PROBLEM:
Select every line in the source data that contains the word "each".

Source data
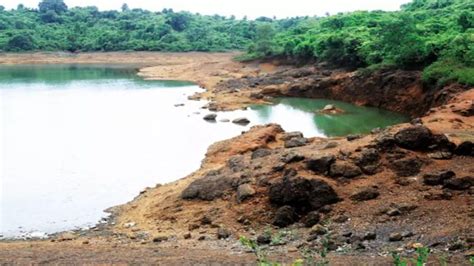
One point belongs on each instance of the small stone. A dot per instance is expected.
(370, 236)
(340, 218)
(210, 117)
(244, 192)
(393, 212)
(241, 121)
(365, 194)
(264, 239)
(223, 233)
(437, 178)
(311, 219)
(296, 142)
(284, 216)
(394, 237)
(463, 183)
(353, 137)
(318, 230)
(159, 239)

EXERCISE RESPONSE:
One point belongs on each instance of the small stone. A dot per instance is expected.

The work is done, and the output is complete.